#### [Exercise]
Rewrite the listing below as a numbered list, one line per item, omitting any blank lines.

#### [Material provided]
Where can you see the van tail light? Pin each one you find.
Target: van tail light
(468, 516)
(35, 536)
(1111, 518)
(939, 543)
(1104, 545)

#### [Exercise response]
1. Where can you see the van tail light? Pin each one you find.
2. Target: van tail light
3. (468, 516)
4. (35, 536)
5. (1111, 518)
6. (939, 543)
7. (1104, 545)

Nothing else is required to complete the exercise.